- **DIRECTIONS FOR THIS TASK**: Return, word for word, the stretch of the material below from the line containing "of the shoe" through the end of the material, including both ends.

- **TASK INPUTS**:
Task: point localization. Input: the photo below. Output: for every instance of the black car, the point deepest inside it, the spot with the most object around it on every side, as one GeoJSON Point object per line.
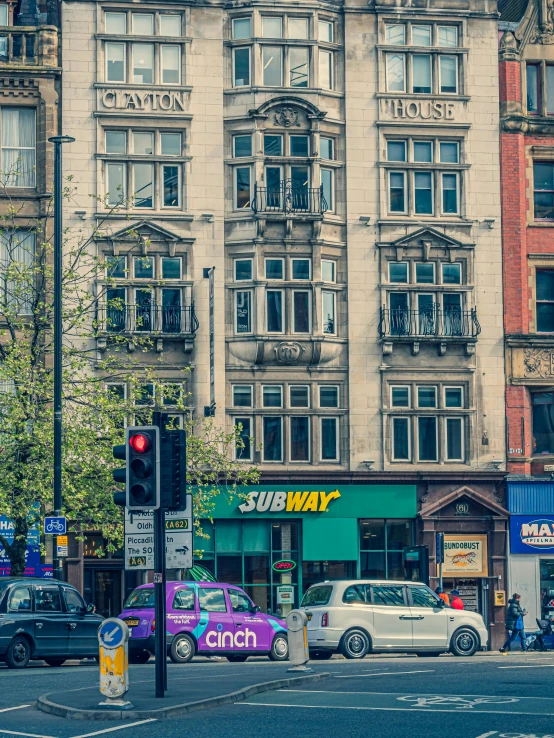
{"type": "Point", "coordinates": [44, 619]}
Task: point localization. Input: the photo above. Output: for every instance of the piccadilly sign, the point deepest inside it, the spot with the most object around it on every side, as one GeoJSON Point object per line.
{"type": "Point", "coordinates": [529, 534]}
{"type": "Point", "coordinates": [289, 502]}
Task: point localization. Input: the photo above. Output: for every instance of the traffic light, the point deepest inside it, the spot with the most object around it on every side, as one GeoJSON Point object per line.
{"type": "Point", "coordinates": [173, 471]}
{"type": "Point", "coordinates": [120, 475]}
{"type": "Point", "coordinates": [143, 468]}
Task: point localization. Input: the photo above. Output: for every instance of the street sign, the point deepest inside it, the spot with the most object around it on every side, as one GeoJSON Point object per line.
{"type": "Point", "coordinates": [139, 539]}
{"type": "Point", "coordinates": [55, 526]}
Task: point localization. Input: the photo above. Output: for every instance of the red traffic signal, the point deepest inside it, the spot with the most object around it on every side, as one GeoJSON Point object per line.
{"type": "Point", "coordinates": [141, 443]}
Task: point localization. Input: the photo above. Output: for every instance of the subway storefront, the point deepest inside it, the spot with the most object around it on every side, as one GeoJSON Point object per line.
{"type": "Point", "coordinates": [284, 538]}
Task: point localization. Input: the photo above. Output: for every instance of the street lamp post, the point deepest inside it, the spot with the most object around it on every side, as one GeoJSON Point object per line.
{"type": "Point", "coordinates": [58, 141]}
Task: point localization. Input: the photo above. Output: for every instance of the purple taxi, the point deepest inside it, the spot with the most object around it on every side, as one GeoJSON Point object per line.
{"type": "Point", "coordinates": [204, 618]}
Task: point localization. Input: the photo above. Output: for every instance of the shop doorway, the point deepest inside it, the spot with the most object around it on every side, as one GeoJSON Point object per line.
{"type": "Point", "coordinates": [103, 588]}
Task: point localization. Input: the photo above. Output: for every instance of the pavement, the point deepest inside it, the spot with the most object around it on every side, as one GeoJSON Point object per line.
{"type": "Point", "coordinates": [487, 696]}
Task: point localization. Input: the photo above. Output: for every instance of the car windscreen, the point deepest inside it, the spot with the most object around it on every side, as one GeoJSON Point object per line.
{"type": "Point", "coordinates": [317, 596]}
{"type": "Point", "coordinates": [140, 598]}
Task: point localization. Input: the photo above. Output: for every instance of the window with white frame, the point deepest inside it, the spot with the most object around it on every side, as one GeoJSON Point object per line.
{"type": "Point", "coordinates": [282, 63]}
{"type": "Point", "coordinates": [424, 177]}
{"type": "Point", "coordinates": [18, 147]}
{"type": "Point", "coordinates": [138, 183]}
{"type": "Point", "coordinates": [432, 425]}
{"type": "Point", "coordinates": [156, 60]}
{"type": "Point", "coordinates": [427, 63]}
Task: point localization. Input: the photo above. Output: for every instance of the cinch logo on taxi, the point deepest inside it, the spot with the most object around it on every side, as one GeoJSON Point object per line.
{"type": "Point", "coordinates": [289, 501]}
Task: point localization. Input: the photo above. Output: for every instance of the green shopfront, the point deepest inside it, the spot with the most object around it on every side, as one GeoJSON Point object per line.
{"type": "Point", "coordinates": [284, 538]}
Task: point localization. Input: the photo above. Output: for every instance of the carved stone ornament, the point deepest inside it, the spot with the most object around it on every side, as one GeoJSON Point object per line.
{"type": "Point", "coordinates": [286, 117]}
{"type": "Point", "coordinates": [545, 32]}
{"type": "Point", "coordinates": [538, 362]}
{"type": "Point", "coordinates": [288, 352]}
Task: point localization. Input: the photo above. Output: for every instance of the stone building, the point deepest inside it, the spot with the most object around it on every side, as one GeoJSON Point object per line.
{"type": "Point", "coordinates": [527, 166]}
{"type": "Point", "coordinates": [333, 169]}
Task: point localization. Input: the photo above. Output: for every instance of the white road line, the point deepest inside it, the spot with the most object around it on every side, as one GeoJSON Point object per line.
{"type": "Point", "coordinates": [119, 727]}
{"type": "Point", "coordinates": [19, 707]}
{"type": "Point", "coordinates": [528, 666]}
{"type": "Point", "coordinates": [391, 709]}
{"type": "Point", "coordinates": [28, 735]}
{"type": "Point", "coordinates": [385, 673]}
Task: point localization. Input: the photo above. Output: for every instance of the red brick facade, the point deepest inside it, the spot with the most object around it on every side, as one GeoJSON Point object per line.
{"type": "Point", "coordinates": [526, 244]}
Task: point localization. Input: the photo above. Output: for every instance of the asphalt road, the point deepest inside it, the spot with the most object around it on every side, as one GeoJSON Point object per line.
{"type": "Point", "coordinates": [481, 697]}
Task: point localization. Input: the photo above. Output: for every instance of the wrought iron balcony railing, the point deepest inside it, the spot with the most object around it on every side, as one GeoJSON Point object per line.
{"type": "Point", "coordinates": [28, 46]}
{"type": "Point", "coordinates": [148, 318]}
{"type": "Point", "coordinates": [433, 323]}
{"type": "Point", "coordinates": [289, 198]}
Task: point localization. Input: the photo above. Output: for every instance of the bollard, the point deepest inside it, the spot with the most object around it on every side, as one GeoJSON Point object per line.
{"type": "Point", "coordinates": [113, 636]}
{"type": "Point", "coordinates": [297, 629]}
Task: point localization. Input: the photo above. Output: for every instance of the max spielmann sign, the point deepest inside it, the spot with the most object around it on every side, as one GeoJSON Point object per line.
{"type": "Point", "coordinates": [465, 556]}
{"type": "Point", "coordinates": [145, 101]}
{"type": "Point", "coordinates": [531, 534]}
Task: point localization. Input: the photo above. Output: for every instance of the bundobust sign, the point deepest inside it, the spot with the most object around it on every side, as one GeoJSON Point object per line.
{"type": "Point", "coordinates": [143, 100]}
{"type": "Point", "coordinates": [418, 110]}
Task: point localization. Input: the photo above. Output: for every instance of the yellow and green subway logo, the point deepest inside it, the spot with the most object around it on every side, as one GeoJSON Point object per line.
{"type": "Point", "coordinates": [270, 501]}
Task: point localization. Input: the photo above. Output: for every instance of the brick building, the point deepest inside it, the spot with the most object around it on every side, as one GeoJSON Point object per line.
{"type": "Point", "coordinates": [527, 172]}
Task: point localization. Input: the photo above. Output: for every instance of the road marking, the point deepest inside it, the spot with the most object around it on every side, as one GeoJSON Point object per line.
{"type": "Point", "coordinates": [119, 727]}
{"type": "Point", "coordinates": [19, 707]}
{"type": "Point", "coordinates": [385, 673]}
{"type": "Point", "coordinates": [535, 666]}
{"type": "Point", "coordinates": [28, 735]}
{"type": "Point", "coordinates": [385, 709]}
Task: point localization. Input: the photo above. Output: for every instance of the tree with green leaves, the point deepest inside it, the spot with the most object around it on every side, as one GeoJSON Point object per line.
{"type": "Point", "coordinates": [93, 416]}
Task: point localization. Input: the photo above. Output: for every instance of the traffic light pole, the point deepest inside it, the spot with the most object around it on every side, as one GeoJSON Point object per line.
{"type": "Point", "coordinates": [160, 589]}
{"type": "Point", "coordinates": [58, 337]}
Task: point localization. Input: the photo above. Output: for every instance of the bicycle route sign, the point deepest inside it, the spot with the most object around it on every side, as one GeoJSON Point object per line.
{"type": "Point", "coordinates": [139, 539]}
{"type": "Point", "coordinates": [55, 526]}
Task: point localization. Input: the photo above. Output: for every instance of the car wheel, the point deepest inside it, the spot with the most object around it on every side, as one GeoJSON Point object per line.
{"type": "Point", "coordinates": [18, 653]}
{"type": "Point", "coordinates": [279, 648]}
{"type": "Point", "coordinates": [182, 649]}
{"type": "Point", "coordinates": [320, 655]}
{"type": "Point", "coordinates": [139, 657]}
{"type": "Point", "coordinates": [464, 642]}
{"type": "Point", "coordinates": [355, 644]}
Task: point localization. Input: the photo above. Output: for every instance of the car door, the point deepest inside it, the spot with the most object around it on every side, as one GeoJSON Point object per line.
{"type": "Point", "coordinates": [429, 618]}
{"type": "Point", "coordinates": [216, 628]}
{"type": "Point", "coordinates": [51, 622]}
{"type": "Point", "coordinates": [392, 618]}
{"type": "Point", "coordinates": [83, 626]}
{"type": "Point", "coordinates": [252, 632]}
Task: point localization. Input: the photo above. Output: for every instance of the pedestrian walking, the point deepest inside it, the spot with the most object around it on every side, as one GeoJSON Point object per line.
{"type": "Point", "coordinates": [514, 624]}
{"type": "Point", "coordinates": [455, 600]}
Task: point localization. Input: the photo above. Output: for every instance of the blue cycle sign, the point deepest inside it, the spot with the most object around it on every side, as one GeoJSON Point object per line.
{"type": "Point", "coordinates": [55, 526]}
{"type": "Point", "coordinates": [530, 534]}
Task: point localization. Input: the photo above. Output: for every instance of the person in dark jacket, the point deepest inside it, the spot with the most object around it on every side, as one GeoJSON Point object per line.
{"type": "Point", "coordinates": [514, 624]}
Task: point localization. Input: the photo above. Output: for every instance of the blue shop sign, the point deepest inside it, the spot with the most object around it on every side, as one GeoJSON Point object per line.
{"type": "Point", "coordinates": [531, 534]}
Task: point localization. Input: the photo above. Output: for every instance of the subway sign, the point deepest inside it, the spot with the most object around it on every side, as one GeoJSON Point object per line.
{"type": "Point", "coordinates": [531, 534]}
{"type": "Point", "coordinates": [271, 501]}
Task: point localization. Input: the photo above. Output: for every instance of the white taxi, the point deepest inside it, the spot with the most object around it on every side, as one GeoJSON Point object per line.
{"type": "Point", "coordinates": [356, 617]}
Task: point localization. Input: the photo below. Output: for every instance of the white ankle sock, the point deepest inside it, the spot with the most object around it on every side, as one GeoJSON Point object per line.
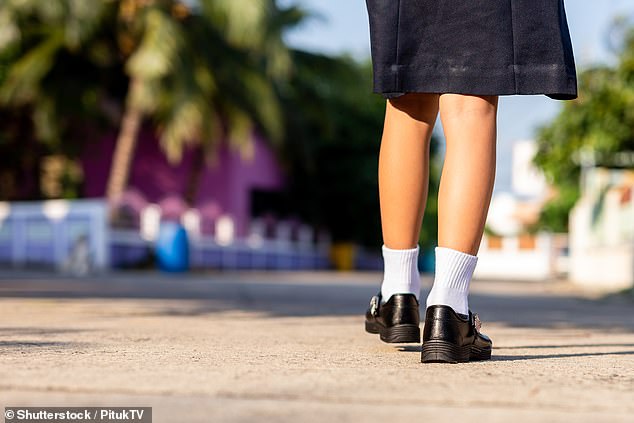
{"type": "Point", "coordinates": [454, 270]}
{"type": "Point", "coordinates": [401, 273]}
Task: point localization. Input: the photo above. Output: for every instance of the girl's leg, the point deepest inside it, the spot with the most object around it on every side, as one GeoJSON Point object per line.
{"type": "Point", "coordinates": [403, 184]}
{"type": "Point", "coordinates": [465, 192]}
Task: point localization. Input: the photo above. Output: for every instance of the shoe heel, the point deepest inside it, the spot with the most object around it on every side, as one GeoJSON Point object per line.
{"type": "Point", "coordinates": [436, 351]}
{"type": "Point", "coordinates": [401, 334]}
{"type": "Point", "coordinates": [371, 327]}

- **SOLUTION TO THE EXERCISE**:
Task: point localization. Input: the photo above. Output: for every instance of the shoe heel, the point deepest inside it, the spot with the most object around it on every side, as one GeoJSON Point object per line.
{"type": "Point", "coordinates": [436, 351]}
{"type": "Point", "coordinates": [401, 334]}
{"type": "Point", "coordinates": [371, 327]}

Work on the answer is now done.